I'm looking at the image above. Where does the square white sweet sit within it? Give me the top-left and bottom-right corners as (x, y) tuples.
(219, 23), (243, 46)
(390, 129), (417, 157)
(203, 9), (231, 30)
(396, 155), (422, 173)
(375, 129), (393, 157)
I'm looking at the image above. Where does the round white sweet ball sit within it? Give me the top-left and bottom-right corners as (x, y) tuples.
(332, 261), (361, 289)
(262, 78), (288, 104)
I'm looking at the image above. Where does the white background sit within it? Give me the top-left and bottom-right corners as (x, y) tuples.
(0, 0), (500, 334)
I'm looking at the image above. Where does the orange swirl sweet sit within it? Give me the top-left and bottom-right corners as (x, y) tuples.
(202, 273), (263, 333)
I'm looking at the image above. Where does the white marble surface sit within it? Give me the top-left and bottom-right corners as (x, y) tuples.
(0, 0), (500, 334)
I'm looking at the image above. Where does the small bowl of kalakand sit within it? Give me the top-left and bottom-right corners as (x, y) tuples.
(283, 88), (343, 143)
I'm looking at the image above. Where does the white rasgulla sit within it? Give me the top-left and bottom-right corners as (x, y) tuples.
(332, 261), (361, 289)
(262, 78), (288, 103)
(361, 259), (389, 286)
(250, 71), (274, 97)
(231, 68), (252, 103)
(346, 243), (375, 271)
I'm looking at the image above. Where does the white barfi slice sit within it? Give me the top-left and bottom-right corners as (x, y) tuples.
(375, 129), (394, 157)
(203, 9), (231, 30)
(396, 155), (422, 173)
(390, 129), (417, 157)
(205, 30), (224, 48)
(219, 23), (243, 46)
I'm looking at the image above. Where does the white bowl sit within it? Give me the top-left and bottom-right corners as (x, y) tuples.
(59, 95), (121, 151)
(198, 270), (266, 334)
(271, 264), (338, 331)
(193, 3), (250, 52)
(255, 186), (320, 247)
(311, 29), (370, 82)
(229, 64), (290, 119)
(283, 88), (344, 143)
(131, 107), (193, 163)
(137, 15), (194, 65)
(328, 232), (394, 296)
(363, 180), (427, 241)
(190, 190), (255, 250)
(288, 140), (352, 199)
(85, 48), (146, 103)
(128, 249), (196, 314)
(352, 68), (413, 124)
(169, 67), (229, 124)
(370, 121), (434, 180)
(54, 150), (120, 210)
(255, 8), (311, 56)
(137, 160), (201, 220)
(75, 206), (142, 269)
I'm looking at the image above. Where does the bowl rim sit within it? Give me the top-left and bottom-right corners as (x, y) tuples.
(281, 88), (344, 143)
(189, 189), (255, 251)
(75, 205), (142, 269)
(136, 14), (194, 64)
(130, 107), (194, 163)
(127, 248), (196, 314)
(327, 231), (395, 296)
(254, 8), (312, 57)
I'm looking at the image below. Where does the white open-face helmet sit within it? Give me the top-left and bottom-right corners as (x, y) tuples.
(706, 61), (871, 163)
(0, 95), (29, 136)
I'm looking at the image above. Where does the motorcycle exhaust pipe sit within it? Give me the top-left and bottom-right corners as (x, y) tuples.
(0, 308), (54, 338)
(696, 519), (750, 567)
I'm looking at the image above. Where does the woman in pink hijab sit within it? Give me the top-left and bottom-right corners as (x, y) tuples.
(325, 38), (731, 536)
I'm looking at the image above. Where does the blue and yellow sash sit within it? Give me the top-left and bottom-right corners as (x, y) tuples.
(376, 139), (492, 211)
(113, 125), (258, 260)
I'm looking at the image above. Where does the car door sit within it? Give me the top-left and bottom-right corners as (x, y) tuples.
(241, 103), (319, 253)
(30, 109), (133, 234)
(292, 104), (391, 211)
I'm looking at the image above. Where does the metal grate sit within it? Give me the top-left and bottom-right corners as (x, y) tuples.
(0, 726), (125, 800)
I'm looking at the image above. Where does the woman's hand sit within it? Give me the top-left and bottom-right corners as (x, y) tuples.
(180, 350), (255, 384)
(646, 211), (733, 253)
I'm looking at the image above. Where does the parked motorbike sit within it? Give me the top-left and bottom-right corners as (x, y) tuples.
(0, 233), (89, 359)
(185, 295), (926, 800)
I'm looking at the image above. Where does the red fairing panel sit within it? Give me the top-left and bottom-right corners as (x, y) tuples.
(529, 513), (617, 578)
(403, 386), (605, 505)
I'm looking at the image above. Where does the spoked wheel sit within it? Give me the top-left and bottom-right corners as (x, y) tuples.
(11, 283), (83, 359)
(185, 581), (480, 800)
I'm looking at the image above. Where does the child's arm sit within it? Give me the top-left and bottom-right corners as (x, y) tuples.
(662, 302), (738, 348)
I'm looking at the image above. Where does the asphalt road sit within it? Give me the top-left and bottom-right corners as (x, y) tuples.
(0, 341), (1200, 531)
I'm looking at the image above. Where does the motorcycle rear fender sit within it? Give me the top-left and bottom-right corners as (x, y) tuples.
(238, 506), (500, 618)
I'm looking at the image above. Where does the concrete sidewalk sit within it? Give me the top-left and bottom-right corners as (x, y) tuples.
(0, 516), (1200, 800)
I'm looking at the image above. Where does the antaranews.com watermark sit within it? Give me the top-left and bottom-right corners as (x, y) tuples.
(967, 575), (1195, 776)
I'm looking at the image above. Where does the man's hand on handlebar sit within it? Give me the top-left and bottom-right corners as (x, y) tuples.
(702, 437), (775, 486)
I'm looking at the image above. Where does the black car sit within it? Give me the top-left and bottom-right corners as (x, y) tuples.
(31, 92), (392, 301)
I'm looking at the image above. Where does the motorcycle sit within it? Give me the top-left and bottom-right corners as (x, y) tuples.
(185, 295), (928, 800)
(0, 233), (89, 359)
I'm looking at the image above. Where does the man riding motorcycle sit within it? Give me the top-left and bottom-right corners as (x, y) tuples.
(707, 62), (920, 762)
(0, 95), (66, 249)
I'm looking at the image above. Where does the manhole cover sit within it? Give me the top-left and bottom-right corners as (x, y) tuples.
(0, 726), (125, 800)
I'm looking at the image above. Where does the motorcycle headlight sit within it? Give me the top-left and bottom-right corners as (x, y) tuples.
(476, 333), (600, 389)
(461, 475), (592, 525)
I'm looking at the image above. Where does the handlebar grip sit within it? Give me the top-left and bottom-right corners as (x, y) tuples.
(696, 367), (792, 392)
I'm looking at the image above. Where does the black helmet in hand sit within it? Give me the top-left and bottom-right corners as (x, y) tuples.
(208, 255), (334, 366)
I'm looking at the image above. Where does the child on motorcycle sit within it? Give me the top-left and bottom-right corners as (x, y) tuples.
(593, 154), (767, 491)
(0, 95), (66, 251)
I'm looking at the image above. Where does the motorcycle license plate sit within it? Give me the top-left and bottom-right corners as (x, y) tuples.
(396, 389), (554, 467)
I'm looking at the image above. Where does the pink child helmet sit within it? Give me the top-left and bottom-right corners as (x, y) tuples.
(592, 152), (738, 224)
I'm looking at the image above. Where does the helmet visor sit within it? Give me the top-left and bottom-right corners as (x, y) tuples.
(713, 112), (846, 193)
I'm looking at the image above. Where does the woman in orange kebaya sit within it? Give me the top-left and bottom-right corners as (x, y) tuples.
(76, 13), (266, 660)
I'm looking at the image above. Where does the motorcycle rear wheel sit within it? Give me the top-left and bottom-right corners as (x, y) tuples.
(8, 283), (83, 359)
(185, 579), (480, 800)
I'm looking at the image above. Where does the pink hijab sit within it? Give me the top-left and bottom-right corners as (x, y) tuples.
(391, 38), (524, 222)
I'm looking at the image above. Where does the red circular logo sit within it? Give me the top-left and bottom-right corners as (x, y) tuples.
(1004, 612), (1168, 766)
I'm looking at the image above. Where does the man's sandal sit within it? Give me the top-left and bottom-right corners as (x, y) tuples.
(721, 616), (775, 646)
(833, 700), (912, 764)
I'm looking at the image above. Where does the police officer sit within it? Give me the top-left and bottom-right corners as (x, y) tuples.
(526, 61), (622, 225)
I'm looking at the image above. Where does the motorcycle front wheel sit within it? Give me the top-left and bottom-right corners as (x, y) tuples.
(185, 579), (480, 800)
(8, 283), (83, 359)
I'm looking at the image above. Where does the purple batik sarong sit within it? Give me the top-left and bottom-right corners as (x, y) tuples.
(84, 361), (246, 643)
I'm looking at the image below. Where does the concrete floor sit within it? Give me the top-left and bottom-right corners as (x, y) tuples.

..........

**Written instruction**:
Please turn the part of the listing above that opens with the line containing "I'm looking at the image above. Where does the woman's" and closes with the line containing "(646, 211), (733, 253)", both of those lines included, into a numbered list with any blank lines left out.

**Worked answer**:
1. I'm looking at the image above. Where does the woman's hand sit within it? Give me the top-left and bottom-right corners as (x, y) tuples.
2. (180, 350), (255, 384)
3. (646, 211), (733, 253)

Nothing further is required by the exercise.